Data extract:
········

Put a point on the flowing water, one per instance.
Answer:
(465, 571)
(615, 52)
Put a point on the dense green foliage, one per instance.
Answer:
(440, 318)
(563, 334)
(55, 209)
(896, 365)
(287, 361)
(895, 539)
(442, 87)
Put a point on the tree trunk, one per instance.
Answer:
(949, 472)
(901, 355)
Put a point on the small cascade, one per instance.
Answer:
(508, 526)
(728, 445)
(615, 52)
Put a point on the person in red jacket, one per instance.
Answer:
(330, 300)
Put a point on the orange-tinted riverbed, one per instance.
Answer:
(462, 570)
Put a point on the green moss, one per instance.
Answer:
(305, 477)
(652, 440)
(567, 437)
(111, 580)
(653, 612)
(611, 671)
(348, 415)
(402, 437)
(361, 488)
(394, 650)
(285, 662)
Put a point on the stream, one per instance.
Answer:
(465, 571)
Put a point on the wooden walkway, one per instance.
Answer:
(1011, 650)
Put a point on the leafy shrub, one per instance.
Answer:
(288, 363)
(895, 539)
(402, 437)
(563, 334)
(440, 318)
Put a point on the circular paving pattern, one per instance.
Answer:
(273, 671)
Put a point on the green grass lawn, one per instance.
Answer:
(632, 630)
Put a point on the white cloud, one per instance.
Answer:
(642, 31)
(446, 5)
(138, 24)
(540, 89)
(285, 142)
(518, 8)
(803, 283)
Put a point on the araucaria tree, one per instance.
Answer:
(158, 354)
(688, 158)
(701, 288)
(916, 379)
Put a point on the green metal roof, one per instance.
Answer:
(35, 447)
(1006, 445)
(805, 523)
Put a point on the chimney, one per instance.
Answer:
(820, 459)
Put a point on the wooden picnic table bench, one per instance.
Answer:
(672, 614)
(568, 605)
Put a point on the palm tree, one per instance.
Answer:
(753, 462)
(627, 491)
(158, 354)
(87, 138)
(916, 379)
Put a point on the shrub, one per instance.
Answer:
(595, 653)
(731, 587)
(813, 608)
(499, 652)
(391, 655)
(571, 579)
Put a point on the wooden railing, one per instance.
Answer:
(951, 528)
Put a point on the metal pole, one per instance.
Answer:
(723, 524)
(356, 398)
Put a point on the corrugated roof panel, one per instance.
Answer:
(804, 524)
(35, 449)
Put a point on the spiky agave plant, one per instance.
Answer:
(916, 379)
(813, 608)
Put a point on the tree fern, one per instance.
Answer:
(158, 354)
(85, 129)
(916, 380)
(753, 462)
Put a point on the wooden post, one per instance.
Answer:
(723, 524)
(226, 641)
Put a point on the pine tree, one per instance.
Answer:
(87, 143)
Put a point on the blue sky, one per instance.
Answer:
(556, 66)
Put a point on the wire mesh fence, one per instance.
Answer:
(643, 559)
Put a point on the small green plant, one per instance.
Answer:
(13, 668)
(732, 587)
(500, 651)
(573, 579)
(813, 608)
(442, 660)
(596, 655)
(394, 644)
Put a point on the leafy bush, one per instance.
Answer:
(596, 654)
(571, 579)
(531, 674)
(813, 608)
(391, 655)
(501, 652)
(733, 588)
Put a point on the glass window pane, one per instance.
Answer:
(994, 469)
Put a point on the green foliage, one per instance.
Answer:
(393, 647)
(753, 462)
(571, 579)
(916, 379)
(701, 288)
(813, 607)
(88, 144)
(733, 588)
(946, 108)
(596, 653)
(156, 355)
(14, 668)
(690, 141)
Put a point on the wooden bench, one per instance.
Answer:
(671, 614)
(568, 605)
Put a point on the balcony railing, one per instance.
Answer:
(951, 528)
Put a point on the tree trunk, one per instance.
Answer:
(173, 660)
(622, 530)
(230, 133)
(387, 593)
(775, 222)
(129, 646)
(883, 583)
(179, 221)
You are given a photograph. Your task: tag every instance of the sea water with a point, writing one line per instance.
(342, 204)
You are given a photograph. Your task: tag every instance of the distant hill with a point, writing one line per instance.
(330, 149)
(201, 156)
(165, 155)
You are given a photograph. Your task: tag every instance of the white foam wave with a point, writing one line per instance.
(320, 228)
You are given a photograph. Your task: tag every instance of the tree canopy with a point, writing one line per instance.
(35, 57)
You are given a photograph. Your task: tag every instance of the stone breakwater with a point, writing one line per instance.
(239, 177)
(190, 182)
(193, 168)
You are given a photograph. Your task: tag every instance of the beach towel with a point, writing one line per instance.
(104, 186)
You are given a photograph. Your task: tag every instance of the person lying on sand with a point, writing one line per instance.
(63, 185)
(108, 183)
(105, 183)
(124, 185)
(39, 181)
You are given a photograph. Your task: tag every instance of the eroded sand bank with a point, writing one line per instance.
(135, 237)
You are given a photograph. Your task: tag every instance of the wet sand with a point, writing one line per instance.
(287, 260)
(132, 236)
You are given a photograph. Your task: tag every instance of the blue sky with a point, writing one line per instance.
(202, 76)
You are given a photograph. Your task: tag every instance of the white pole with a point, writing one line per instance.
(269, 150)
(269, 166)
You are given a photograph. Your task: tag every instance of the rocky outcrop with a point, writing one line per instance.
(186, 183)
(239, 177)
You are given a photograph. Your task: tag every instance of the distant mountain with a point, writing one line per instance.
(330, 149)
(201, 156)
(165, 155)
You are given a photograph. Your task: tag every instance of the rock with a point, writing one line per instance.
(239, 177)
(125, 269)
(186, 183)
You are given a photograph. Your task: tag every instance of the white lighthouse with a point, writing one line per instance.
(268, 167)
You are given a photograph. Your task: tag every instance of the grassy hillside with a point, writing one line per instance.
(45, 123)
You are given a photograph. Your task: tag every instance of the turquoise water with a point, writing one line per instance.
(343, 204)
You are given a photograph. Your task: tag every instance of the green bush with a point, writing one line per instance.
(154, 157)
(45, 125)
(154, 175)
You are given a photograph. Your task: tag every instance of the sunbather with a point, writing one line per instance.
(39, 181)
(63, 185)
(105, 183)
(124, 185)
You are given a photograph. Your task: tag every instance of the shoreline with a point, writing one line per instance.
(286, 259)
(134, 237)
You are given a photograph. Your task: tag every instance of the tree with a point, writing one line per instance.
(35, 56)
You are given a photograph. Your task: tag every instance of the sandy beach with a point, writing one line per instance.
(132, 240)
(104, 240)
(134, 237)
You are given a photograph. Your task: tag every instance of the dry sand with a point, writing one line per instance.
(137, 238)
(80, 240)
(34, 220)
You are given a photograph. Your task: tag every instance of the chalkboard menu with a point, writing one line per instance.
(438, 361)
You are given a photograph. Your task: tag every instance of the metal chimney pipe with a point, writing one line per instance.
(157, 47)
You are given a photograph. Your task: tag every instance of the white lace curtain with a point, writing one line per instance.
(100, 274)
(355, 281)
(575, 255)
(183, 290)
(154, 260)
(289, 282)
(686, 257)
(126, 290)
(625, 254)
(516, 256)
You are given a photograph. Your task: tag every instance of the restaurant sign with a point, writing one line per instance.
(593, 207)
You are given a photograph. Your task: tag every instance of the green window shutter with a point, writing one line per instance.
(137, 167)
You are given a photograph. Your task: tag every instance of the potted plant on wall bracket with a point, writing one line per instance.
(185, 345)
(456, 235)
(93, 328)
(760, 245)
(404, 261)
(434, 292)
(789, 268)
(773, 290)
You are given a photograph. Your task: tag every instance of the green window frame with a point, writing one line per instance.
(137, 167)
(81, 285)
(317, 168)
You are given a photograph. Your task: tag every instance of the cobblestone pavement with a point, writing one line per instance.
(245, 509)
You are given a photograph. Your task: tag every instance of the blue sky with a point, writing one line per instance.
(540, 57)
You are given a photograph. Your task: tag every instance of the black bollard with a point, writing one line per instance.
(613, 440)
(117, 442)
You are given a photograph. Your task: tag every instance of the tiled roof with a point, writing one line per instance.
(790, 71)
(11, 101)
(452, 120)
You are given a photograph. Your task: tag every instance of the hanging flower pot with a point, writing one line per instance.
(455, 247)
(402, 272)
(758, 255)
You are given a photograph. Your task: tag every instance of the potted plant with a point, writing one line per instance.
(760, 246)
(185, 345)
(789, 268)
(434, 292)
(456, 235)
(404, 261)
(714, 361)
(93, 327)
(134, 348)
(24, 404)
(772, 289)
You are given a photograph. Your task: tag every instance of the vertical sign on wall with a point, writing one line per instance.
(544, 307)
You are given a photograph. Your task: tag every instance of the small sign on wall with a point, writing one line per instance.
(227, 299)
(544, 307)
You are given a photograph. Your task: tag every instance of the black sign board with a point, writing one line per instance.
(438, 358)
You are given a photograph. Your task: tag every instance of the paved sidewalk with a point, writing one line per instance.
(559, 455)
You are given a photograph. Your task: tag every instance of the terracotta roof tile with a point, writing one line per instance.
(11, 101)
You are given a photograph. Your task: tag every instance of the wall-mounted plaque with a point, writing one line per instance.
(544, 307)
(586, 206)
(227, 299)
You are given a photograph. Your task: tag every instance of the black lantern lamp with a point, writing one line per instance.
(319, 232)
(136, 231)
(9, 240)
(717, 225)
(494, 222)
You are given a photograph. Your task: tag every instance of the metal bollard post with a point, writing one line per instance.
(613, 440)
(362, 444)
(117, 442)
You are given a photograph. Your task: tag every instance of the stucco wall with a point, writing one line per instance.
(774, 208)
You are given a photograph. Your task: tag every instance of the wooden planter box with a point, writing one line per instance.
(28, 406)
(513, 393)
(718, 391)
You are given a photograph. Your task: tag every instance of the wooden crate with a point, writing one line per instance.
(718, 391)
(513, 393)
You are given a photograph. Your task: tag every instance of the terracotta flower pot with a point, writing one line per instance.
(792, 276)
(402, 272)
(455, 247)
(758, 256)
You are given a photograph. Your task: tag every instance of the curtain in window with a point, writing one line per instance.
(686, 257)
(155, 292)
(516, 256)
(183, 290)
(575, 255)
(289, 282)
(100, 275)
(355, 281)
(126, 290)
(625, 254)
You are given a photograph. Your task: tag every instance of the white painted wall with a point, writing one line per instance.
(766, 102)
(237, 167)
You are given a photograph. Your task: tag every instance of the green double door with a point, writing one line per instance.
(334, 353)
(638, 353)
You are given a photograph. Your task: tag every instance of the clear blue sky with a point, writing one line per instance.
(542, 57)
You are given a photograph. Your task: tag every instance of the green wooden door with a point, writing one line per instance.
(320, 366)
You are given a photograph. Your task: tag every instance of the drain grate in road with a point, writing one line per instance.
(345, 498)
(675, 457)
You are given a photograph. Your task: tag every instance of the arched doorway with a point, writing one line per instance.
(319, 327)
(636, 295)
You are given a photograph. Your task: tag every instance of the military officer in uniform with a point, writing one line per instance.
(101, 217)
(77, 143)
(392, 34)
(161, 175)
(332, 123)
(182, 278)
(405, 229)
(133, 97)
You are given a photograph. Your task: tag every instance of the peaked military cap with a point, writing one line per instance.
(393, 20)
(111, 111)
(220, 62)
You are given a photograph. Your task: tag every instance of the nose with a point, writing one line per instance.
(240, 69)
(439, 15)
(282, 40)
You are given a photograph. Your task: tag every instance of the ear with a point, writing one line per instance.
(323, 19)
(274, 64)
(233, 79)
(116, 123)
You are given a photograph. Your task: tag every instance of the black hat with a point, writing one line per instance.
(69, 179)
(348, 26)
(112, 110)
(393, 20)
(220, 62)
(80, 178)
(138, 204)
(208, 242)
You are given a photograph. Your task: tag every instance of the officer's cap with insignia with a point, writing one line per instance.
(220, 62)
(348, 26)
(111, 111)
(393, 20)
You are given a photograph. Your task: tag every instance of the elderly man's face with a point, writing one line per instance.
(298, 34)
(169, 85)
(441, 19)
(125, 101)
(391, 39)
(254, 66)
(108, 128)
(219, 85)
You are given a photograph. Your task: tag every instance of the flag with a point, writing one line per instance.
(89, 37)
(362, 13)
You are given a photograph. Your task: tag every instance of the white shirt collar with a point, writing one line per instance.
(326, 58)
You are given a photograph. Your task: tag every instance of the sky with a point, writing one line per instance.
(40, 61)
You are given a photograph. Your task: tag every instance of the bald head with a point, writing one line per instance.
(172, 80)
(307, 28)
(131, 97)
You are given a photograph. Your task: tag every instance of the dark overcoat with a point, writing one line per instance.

········

Instruction: Extract, unchanged, the closing run of lines that opens with the line containing "of the officer's" and ends with the last line.

Written response:
You are given a photograph. Your task: tag every instance of the officer's cap with insignia with a point, writing one line per instance.
(220, 62)
(348, 26)
(111, 111)
(393, 20)
You are given a photograph. Your task: tag every instance of the elderly man's face with a point, writing one line per instance.
(298, 34)
(169, 85)
(441, 19)
(125, 101)
(391, 39)
(254, 66)
(108, 128)
(219, 85)
You are given a photograph. Your task: tag every instance of the flag with a point, writing one line per instance.
(89, 37)
(362, 13)
You are given a photograph. Your task: tag every instance of the white shirt collar with a point, writing one line per instance.
(326, 58)
You are given a photograph. Your task: tag every instance of the sky with a point, writing one line per instance.
(40, 61)
You are given a photograph. Your task: tag every instance of the bald head with a point, writing one line per instance.
(172, 80)
(307, 28)
(131, 97)
You are given a photograph. Your task: tag every instance of the dark overcoat with a point, writing one line per instance.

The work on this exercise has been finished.